Source excerpt:
--------------------------------

# Oh Boy!



## Cobraj (Aug 15, 2007)

Hi all,

Oh what a mistake I think I made. I have gotten ahold of some old word processors, monitors, and printers. One of these was a Brother something (at work and don’t remember the model) that was made in 1986 and 1983 I think. So I got this the other night thinking Ok I’ll take it apart and see if there is any gold or PT in it. Well the novice I am looked at 2 switching contacts in there and saw the copper band with 1 little bar of something on each end. I’m thinking it maybe Platinum?? It is a high luster silver looking metal. I don’t have anything to do testing on metals for one I don’t know what to buy that will work. What do you guys use? 
So just for S&Giggles I look on Ebay to see if anyone is selling one like this. Sure enough someone had the same setup that just listed and had 6 days on the auction yet. It was at $35. Plus $25. Shipping. Well I almost hit the floor!! The person buying it was a rebuilder of old PC’s and stuff and then sells them on Ebay and I think he has some sort of shop too. So I then thinking well maybe there is nothing of value in this and a just ripped apart (nicely) this word processor that maybe worth so bucks. I think I could sell it as parts maybe someone would buy it. 
If I post here what I have would you guys let me know what is in there? Or if I should just Ebay it as is. 

Thanks all!! One of your happy members 8)


----------



## badastro (Aug 15, 2007)

It doesn't mean it's platinum, palladium, silver, or rhodium just because it's shiny and silvery..... Chances are that the metals are the cheapest thing you can think of. I'd sell it on ebay if you can put it back together again. You probably won't even get a dollar from metals in that machine.


----------



## Cobraj (Aug 16, 2007)

I don’t have anything to do testing on metals for one I don’t know what to buy that will work. Do those test pens work that you see on Ebay? What do you guys use?


----------



## lazersteve (Aug 16, 2007)

At the very least you'll need nitirc, muriatic, and some tin for basic precious metals testing.

Some additional supplies that are handy are sulfuric, ammonium chloride, sodium chlorate, pH meters or strips, and DMG. 

There are also numerous other testing supplies for karat gold if you want to get into that side of the game.

Steve


----------



## Charlena (Aug 23, 2007)

I hate those dumb things...cant be trusted.




Cobraj said:


> I don’t have anything to do testing on metals for one I don’t know what to buy that will work. Do those test pens work that you see on Ebay? What do you guys use?


----------

--------------------------------

Stored items:

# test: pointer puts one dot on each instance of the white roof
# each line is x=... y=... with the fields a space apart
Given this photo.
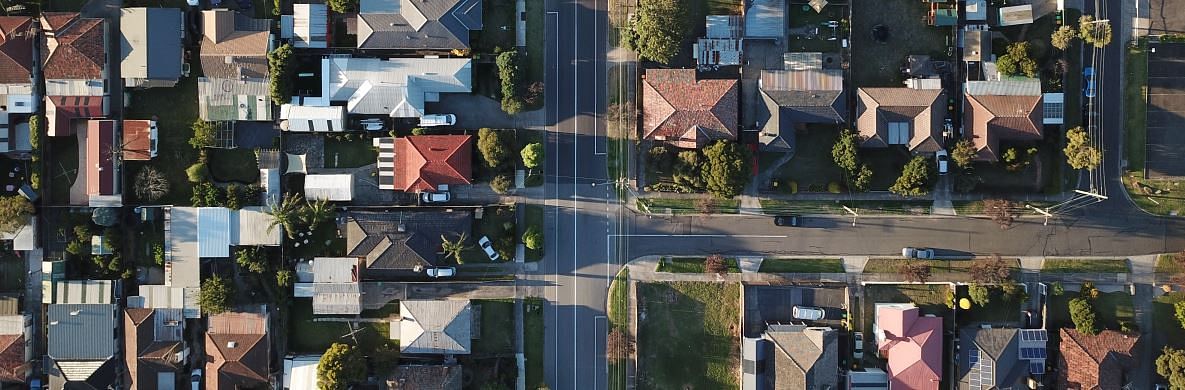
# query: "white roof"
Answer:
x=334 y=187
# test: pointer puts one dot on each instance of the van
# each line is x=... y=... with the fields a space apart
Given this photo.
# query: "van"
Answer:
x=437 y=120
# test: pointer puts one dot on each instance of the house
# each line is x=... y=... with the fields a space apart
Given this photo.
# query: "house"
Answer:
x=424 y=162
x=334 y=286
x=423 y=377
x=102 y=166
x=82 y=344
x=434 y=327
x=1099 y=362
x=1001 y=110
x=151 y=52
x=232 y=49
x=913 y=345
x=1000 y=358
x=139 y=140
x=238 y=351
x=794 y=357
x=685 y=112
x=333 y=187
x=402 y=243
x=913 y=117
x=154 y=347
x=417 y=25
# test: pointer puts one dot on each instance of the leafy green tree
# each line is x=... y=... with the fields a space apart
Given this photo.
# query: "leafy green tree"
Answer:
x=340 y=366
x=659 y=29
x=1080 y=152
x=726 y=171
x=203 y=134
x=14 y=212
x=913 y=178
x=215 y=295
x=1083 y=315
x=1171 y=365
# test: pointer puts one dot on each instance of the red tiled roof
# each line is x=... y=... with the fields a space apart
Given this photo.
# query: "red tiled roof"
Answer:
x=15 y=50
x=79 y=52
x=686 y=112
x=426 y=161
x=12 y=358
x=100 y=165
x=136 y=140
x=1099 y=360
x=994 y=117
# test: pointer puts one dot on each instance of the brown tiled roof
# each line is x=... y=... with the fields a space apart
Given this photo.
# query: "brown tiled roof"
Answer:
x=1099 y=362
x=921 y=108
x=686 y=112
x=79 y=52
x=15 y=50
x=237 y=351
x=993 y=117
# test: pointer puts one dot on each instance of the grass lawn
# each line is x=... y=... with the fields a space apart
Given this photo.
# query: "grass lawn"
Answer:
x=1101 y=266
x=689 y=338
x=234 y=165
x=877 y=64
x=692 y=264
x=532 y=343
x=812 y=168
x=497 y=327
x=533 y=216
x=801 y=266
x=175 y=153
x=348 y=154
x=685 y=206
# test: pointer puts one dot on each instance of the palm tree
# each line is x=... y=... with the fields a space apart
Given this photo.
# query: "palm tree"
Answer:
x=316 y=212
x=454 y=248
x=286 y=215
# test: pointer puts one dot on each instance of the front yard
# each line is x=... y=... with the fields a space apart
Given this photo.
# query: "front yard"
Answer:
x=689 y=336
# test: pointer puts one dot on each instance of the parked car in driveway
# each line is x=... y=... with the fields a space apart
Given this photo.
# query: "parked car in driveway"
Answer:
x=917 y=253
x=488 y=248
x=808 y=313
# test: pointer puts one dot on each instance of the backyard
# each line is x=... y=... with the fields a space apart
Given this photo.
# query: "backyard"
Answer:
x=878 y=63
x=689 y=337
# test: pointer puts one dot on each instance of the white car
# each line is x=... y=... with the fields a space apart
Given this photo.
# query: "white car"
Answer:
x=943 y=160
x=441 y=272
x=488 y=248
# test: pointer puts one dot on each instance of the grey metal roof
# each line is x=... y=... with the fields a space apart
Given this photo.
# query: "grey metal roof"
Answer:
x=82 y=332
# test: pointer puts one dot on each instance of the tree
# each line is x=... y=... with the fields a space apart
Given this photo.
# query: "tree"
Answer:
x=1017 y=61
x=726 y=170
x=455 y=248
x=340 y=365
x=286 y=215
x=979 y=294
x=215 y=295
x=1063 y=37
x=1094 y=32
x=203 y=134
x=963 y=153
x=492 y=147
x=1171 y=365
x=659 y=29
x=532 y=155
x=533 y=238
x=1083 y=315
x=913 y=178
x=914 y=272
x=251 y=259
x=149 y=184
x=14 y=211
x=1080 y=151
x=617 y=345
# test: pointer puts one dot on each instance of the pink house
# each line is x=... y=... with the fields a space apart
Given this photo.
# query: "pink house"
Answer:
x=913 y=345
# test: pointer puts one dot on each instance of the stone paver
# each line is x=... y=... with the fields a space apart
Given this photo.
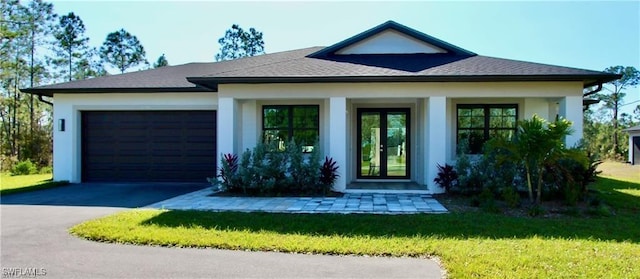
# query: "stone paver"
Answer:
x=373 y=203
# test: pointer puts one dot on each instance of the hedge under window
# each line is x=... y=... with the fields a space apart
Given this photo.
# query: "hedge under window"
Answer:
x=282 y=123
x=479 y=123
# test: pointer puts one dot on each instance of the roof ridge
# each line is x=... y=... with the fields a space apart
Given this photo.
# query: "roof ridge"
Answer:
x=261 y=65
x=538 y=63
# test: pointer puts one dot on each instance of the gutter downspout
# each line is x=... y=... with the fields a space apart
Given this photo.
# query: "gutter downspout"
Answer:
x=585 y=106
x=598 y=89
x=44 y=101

--------------------------------

Short task: In the forum thread on salvaging an old word processor, what price and shipping charge did the matching eBay auction show?

Written answer: It was at $35, plus $25 shipping.